YOUR OBJECTIVE - Find "Expected: for every instance of the paved" in the material, then return exactly the line containing it and all lines after it to the end, leaving out pictures.
++++ DATASET EXTRACT
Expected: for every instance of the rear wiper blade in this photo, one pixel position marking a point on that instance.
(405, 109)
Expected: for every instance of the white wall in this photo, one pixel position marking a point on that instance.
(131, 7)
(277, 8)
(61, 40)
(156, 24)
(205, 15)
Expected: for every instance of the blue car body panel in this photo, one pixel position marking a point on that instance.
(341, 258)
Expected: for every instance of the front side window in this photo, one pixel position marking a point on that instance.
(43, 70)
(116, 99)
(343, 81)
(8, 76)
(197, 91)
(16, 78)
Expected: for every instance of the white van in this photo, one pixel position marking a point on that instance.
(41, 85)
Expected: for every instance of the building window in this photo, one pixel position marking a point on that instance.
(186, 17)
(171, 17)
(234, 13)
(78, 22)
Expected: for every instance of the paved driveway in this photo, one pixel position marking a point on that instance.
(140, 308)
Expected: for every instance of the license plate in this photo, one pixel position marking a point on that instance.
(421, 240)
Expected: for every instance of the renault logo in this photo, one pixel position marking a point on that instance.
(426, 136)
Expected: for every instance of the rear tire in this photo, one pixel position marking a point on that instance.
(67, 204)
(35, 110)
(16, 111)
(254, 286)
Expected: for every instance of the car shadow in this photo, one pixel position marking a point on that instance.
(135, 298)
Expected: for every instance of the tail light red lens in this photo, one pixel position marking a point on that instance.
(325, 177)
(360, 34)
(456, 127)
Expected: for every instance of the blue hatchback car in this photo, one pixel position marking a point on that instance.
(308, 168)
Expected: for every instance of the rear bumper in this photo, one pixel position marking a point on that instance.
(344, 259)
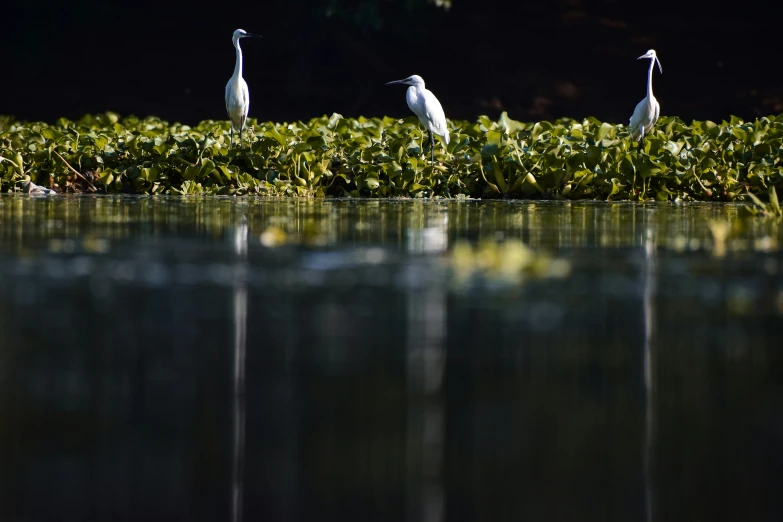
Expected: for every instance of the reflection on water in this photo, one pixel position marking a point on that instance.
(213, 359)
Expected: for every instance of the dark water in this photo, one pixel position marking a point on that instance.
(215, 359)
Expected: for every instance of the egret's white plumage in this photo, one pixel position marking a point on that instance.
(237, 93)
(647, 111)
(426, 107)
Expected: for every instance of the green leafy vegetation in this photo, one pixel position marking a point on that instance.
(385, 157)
++++++++
COMPLETE RESPONSE -
Expected: for every instance of the paved driveway in this photo, one pixel position marking a point on that instance.
(140, 308)
Expected: for every instance of the license plate in this photo, one pixel position marking a point on that instance.
(421, 240)
Expected: for every instance of the renault logo in this photo, one pixel position marking a point on that instance.
(426, 136)
Expected: for every instance of the rear tire in this photo, one pixel position marking a point on that instance.
(67, 204)
(35, 110)
(16, 111)
(254, 286)
Expected: for every instance of the car shadow in this photo, one pixel position marking a point on that instance.
(135, 298)
Expected: for every instance of the tail light red lens in this photo, one pixel position marking a point on that instance.
(325, 177)
(360, 34)
(456, 127)
Expected: for every instance of the blue hatchback car in this photo, one pixel position marking a point on that instance.
(308, 168)
Expected: for every instance of the rear bumper in this photo, one pixel position marking a point on that instance.
(344, 259)
Expected: for every instance of the reflection on water in this photo, one pixel position marking a point on that instance.
(213, 359)
Expected: for every instance of the dark water in this photo, one pixel position marking a point on that instance.
(215, 359)
Expected: for every instance of the egret's white plumage in this photo, one pixel position marking a point on that instance.
(237, 93)
(647, 111)
(426, 107)
Expected: for every instance of the green leafy vegetation in this photo, one pixel position marking a point on that instance.
(385, 157)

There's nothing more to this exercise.